- Dataset records

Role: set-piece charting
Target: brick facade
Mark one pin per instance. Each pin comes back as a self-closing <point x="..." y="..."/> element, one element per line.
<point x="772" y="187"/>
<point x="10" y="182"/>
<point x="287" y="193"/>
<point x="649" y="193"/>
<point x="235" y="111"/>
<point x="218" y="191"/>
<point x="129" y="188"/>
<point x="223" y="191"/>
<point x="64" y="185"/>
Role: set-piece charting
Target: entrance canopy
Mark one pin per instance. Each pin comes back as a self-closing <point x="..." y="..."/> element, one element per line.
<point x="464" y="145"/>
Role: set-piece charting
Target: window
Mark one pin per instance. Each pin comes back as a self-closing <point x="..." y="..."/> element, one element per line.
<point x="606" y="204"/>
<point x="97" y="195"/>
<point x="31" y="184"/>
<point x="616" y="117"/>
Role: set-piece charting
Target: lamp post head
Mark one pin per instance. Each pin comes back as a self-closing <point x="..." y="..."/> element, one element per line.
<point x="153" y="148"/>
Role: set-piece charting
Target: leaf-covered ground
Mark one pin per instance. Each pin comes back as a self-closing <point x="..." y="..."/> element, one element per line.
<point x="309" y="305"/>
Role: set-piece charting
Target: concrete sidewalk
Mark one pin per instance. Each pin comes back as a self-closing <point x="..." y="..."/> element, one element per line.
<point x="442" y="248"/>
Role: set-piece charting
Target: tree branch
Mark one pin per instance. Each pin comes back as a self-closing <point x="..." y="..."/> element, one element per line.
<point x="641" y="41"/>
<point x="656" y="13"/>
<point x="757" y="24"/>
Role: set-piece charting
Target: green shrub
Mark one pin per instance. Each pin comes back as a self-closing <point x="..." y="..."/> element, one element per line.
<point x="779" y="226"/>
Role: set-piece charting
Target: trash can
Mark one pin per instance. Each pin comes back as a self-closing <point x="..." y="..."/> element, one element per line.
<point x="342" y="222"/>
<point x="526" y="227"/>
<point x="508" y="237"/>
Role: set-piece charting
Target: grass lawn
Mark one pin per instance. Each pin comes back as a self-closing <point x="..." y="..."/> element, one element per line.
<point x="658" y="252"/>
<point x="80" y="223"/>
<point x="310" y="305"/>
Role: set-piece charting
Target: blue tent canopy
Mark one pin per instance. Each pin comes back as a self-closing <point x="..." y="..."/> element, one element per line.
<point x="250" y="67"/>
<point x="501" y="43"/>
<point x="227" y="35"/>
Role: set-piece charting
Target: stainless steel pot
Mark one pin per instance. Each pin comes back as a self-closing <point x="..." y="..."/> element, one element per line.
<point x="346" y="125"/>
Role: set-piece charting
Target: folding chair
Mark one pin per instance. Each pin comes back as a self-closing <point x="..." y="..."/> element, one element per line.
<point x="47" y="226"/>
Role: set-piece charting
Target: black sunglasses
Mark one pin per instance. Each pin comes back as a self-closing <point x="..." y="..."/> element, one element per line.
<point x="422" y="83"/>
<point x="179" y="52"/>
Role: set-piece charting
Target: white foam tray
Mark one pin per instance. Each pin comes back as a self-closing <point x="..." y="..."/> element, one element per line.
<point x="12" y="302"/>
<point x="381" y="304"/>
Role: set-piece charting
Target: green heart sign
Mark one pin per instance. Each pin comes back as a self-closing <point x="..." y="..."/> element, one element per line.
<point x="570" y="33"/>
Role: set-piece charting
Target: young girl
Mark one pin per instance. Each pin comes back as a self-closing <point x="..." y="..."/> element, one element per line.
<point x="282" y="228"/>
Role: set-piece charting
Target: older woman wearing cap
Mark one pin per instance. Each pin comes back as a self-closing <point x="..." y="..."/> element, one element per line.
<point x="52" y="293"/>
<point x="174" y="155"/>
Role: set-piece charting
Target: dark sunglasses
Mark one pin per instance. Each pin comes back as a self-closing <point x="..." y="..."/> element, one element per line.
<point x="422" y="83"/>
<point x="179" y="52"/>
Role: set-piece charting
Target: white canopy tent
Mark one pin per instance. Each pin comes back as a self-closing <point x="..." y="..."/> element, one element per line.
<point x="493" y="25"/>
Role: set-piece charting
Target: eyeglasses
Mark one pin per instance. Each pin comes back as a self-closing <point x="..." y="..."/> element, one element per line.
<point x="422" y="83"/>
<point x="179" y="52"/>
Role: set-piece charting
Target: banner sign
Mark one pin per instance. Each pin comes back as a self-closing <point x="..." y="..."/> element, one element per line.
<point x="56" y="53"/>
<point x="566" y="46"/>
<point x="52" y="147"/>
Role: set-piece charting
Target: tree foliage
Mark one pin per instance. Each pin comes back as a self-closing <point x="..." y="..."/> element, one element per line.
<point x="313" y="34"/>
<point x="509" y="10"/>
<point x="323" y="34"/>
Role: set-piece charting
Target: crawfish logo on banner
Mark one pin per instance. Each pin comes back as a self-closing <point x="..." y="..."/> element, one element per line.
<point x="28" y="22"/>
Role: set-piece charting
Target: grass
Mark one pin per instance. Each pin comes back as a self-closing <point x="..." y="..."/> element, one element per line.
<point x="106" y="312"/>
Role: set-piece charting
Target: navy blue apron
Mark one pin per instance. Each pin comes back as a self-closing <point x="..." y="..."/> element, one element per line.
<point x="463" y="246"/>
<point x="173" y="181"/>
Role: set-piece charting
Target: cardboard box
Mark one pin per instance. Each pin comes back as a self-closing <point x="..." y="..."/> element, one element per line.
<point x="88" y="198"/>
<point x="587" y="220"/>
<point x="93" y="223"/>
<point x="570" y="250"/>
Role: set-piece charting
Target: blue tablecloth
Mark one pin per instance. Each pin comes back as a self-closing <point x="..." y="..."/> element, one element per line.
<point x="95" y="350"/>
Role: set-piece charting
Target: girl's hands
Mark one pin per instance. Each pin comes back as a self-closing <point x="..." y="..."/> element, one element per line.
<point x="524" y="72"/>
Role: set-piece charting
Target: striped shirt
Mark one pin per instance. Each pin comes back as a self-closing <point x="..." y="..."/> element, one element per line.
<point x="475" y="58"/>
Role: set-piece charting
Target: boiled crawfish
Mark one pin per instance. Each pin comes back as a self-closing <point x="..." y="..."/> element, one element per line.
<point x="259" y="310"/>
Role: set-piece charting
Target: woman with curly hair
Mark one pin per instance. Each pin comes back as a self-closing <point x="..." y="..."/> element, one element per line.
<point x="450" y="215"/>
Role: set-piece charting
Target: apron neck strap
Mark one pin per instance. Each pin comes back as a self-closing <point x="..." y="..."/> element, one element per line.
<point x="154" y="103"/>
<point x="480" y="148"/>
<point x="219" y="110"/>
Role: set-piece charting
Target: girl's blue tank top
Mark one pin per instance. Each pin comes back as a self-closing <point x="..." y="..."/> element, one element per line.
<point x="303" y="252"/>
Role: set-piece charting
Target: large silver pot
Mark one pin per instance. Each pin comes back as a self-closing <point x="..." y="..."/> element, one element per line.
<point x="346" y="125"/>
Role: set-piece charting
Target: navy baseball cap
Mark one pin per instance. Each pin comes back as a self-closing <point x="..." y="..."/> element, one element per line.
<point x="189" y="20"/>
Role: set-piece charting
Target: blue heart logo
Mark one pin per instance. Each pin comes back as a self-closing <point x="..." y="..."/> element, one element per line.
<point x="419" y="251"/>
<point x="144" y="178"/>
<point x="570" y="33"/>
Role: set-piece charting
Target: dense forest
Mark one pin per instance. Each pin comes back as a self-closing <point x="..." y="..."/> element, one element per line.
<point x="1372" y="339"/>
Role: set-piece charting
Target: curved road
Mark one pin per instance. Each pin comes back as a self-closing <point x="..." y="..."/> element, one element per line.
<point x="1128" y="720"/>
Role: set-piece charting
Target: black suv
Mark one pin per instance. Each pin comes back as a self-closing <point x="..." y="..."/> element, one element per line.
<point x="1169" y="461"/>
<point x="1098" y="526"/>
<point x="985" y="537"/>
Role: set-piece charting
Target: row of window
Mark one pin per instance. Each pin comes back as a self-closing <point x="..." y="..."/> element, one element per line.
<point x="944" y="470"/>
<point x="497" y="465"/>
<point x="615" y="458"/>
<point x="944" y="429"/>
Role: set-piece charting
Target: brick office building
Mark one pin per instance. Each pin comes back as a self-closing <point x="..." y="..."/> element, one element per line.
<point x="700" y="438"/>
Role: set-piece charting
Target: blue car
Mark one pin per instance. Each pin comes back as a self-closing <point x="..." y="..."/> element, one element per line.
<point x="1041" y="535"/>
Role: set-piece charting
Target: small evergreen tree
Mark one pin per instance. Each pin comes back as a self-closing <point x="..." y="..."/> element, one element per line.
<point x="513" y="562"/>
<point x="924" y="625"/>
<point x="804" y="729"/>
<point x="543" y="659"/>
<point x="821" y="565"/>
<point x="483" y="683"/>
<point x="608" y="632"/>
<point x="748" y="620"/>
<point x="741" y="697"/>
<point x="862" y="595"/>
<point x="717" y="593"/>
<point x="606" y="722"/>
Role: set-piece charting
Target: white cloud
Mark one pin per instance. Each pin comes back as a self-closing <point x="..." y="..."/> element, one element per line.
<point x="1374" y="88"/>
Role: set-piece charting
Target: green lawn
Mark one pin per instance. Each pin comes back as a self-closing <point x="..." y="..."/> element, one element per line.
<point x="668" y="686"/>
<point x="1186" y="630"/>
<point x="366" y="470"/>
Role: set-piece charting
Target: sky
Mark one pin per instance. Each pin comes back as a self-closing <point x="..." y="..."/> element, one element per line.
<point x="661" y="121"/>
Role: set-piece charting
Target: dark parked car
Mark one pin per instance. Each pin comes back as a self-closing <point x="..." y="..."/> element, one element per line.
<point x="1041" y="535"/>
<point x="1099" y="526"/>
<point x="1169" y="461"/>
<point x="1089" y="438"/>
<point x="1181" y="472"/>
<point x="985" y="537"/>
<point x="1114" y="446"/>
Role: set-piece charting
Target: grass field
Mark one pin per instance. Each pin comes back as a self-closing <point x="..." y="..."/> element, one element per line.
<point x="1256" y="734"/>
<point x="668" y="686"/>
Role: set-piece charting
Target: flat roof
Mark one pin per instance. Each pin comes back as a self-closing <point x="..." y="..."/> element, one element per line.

- How to complete this task
Every line in the data that holds "navy" should be copied out.

- Your response
Target: navy blue apron
Target: navy baseball cap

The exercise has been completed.